**Text under study:**

A crackdown on fatty foods and energy drinks has been launched in York the week before Christmas – in a bid to beat obesity.
One in three 11-year-olds in the city are now overweight – and almost two thirds of adults.
And yesterday City of York Council signed up to a national strategy to encourage people to eat healthier and exercise more.
It means the council will urge the city’s cafes and shops to sell healthier food or smaller portions.
The authority will also make it difficult for fast-food outlets to open near schools and stop unhealthy food from being advertised to children.
Services not sufficient
A quarter of five-year-olds in York are already overweight – according to a report for a council meeting yesterday, Tuesday.
It says: “The York Health and Wellbeing Board has discussed healthy weight issues in the city on a number of occasions and has recognised the need for a whole system approach.
“This acknowledges that services to help educate and support people to lose weight are necessary but not sufficient to tackle the scale of the problem.”
Cllr Ian Cuthbertson, Cllr Carol Runciman and the council’s director of public health Sharon Stoltz signed the Declaration on Healthy Weight yesterday.

[Extracted data entries]
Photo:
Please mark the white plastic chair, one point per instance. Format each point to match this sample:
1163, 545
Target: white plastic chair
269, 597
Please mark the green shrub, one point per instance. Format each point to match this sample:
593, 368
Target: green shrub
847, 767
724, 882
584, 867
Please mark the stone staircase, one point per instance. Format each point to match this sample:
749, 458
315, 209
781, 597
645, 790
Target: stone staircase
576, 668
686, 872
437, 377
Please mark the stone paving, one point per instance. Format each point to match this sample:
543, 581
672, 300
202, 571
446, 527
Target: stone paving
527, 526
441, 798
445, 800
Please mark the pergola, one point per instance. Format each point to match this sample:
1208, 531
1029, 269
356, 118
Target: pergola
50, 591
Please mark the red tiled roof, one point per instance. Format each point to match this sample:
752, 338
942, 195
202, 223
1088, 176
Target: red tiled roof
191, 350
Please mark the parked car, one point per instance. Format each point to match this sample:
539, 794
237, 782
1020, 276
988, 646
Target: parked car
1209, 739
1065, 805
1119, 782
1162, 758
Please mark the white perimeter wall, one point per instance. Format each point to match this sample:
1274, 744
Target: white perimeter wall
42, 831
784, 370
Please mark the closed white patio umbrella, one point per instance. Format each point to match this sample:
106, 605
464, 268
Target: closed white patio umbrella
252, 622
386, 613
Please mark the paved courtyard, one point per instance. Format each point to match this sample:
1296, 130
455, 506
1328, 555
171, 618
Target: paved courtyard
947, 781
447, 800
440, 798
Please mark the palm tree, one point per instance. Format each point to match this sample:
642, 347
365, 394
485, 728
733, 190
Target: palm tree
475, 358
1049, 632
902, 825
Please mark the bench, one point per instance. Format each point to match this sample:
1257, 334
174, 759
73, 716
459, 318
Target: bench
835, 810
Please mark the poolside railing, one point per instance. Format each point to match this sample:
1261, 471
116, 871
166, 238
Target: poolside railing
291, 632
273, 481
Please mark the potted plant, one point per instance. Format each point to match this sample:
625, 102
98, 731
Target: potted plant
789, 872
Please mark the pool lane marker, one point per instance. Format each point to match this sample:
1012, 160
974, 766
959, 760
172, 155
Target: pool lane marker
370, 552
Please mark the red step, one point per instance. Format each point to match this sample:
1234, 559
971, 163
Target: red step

**Exercise objective:** Edit the report on York's obesity plan from the words "A crackdown on" through "meeting yesterday, Tuesday.", changing "cafes" to "restaurants". The records have no connection to the text.

**Task solution:**
A crackdown on fatty foods and energy drinks has been launched in York the week before Christmas – in a bid to beat obesity.
One in three 11-year-olds in the city are now overweight – and almost two thirds of adults.
And yesterday City of York Council signed up to a national strategy to encourage people to eat healthier and exercise more.
It means the council will urge the city’s restaurants and shops to sell healthier food or smaller portions.
The authority will also make it difficult for fast-food outlets to open near schools and stop unhealthy food from being advertised to children.
Services not sufficient
A quarter of five-year-olds in York are already overweight – according to a report for a council meeting yesterday, Tuesday.